_Exercise task_
Transcribe the lines of the records starting with the one that has "Task: indicate the side mirror" in it and ending with the last, and transcribe nothing else.
*** Entries shown
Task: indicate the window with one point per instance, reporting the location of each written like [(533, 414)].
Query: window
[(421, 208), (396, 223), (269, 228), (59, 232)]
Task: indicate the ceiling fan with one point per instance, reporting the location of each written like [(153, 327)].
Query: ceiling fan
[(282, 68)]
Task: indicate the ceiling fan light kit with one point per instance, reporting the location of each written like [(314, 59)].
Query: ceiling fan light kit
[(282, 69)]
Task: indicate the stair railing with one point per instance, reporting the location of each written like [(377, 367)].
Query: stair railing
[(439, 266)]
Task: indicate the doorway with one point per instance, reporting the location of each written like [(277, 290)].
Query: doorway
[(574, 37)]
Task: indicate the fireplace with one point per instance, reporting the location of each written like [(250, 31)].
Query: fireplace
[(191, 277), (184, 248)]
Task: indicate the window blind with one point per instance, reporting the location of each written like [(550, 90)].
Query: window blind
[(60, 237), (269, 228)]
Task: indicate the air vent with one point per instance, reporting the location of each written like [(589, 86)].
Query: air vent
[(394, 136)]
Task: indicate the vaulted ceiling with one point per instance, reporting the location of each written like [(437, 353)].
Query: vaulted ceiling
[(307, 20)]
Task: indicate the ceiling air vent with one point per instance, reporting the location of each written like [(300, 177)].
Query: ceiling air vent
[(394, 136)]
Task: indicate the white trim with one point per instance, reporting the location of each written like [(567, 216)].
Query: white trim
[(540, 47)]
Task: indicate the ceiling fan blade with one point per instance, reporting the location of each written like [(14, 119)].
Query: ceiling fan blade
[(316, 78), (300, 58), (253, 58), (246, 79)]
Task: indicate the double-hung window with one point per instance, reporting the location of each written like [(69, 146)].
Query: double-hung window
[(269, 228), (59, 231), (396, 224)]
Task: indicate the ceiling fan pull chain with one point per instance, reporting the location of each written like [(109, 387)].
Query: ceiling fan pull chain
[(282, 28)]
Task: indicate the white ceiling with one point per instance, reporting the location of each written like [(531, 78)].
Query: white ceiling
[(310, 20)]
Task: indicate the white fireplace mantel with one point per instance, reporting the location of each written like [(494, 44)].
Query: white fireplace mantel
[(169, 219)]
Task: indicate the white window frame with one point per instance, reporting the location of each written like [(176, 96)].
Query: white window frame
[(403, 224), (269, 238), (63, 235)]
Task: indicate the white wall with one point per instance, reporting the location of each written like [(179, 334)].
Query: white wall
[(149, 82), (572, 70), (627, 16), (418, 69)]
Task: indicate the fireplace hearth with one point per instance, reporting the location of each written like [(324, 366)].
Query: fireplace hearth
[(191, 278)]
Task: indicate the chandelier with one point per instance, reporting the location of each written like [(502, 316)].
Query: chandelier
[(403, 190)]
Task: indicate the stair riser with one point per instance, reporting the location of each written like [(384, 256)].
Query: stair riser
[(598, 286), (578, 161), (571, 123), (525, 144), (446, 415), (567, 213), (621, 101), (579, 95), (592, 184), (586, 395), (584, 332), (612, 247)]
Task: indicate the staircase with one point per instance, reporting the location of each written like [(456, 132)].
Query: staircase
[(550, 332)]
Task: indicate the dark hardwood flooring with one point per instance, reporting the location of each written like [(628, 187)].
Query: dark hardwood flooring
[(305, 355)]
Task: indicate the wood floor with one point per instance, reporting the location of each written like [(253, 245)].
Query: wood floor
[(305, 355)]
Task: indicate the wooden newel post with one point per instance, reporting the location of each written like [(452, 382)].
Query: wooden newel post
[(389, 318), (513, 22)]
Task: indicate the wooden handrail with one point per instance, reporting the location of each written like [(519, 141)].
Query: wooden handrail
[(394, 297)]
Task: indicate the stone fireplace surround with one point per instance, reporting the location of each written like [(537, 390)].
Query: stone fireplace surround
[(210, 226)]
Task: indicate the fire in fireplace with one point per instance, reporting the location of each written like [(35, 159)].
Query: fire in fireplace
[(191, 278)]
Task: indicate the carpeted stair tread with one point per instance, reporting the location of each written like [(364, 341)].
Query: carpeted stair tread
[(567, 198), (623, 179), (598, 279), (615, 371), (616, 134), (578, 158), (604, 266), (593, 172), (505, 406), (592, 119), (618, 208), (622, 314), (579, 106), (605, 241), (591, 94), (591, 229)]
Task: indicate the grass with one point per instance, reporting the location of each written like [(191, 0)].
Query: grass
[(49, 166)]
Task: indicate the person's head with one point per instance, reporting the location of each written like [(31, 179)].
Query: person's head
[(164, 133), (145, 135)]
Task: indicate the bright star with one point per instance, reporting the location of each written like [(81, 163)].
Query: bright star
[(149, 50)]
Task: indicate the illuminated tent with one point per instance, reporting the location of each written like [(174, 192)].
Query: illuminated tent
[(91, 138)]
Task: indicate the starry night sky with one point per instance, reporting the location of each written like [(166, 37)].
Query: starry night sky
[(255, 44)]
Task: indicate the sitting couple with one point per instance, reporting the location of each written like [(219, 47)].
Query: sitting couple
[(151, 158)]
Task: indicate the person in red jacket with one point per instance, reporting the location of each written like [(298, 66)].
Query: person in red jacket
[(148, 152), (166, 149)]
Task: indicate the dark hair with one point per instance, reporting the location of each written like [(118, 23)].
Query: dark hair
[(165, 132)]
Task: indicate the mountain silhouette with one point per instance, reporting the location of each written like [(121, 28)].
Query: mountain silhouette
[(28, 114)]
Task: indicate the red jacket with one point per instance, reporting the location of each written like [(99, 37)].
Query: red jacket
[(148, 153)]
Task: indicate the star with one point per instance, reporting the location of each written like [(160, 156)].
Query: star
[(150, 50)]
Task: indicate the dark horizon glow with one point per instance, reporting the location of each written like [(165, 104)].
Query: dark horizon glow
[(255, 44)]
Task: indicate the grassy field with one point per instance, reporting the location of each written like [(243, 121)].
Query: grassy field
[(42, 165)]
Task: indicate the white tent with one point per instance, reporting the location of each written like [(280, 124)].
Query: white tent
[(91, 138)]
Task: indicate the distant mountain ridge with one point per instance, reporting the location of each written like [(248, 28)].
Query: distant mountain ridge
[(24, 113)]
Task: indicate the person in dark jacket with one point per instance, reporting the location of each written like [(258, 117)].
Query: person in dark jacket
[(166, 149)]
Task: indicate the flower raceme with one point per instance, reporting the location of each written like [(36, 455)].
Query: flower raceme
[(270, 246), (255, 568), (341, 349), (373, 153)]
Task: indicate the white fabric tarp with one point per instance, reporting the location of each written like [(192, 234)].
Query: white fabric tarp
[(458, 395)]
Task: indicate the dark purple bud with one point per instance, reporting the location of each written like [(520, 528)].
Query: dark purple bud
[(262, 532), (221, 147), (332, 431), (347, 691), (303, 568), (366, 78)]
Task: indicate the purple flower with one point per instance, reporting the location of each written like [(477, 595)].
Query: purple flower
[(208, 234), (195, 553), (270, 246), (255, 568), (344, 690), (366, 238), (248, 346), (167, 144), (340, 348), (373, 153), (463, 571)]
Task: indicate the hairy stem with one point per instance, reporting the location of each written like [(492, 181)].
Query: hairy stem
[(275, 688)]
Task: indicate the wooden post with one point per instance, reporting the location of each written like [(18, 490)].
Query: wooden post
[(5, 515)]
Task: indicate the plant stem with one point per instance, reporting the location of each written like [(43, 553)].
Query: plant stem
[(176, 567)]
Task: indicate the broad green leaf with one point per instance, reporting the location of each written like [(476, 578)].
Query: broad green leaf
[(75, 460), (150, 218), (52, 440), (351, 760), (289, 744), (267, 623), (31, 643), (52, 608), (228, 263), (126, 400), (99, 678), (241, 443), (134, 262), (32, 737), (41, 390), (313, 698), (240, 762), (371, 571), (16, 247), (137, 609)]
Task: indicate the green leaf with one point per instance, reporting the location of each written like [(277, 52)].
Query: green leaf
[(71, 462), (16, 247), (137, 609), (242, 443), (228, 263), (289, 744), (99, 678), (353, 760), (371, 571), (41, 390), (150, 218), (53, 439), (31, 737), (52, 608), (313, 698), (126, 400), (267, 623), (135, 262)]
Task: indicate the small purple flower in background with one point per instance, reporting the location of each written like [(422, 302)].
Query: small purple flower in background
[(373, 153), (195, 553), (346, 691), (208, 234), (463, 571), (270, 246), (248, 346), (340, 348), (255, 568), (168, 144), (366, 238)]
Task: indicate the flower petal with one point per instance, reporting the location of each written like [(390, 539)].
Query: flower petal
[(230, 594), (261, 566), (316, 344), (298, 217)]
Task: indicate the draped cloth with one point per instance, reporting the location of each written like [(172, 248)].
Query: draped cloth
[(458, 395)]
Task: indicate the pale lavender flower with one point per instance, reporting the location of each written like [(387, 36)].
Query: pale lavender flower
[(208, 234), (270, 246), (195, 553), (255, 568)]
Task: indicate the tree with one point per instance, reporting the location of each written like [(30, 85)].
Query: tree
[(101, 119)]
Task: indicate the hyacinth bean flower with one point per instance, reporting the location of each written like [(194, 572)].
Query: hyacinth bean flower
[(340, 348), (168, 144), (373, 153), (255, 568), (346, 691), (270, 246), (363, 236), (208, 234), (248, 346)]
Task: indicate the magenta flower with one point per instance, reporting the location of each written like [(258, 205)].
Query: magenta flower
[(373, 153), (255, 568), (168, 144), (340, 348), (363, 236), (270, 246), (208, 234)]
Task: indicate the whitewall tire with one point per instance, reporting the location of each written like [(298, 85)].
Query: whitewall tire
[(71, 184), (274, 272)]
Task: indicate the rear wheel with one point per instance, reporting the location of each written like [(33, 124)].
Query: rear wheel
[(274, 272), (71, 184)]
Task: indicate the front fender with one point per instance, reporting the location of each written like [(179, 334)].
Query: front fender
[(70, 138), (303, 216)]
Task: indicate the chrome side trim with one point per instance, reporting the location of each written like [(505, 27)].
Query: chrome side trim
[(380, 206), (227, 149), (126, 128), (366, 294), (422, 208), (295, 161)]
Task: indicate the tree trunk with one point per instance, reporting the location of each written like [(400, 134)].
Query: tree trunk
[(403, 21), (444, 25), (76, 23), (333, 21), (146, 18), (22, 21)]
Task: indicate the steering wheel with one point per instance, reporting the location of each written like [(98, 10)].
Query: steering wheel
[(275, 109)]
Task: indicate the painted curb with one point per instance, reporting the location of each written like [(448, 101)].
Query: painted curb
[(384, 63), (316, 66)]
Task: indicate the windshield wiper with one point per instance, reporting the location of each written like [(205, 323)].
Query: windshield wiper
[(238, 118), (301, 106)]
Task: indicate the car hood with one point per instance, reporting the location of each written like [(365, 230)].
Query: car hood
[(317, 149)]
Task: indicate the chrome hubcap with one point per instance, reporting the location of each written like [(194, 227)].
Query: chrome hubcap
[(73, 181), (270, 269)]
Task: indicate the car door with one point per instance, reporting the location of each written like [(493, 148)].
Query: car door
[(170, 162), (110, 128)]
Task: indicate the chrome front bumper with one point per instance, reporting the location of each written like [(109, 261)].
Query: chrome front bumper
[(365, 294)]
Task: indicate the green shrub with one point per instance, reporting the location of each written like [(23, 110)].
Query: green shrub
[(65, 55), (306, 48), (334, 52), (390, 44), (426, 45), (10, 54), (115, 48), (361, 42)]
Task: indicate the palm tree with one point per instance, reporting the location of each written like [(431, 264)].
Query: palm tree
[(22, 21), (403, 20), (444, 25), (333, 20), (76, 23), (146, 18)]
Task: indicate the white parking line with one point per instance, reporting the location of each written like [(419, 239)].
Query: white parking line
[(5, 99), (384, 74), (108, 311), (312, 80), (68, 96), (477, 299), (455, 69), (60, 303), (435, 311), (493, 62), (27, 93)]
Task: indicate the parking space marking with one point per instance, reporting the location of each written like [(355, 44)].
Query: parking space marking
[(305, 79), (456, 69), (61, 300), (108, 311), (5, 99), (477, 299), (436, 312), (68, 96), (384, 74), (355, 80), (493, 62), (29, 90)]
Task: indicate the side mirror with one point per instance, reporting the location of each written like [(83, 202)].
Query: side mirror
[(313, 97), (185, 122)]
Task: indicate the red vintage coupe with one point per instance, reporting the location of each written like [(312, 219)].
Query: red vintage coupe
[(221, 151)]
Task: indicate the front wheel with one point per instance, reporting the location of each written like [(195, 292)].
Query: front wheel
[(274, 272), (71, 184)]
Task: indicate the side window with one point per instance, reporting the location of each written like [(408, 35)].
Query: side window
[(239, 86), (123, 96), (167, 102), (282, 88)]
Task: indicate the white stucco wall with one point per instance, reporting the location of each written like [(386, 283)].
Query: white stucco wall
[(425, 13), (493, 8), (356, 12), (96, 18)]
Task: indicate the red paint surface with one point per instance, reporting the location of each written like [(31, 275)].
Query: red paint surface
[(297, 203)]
******
_Task solution_
Task: indicate the side mirror with one point per instance, reporting the location of each written like [(83, 202)].
Query: side mirror
[(313, 97), (185, 122)]
Task: indicate the red vintage coupe with one point per instance, reporting the location of each written like [(312, 219)].
Query: red vintage coupe
[(221, 151)]
Task: indicate the front wheel with one point per instance, reporting the location of each written like [(195, 292)].
Query: front wheel
[(274, 272), (71, 184)]
Task: indicate the side window with one point per instance, reporting the location of each written like [(408, 35)].
Query: side window
[(239, 86), (123, 96), (167, 102), (282, 88)]
Task: indicate the white stucco wall with one point per instance, reporting the location of each written like [(386, 283)].
Query: white stucco wall
[(425, 13), (493, 8), (356, 12), (96, 18)]
Task: indicate the red paint surface with one point per instance, reporting the location of each written like [(31, 275)].
Query: red paint surface
[(297, 203)]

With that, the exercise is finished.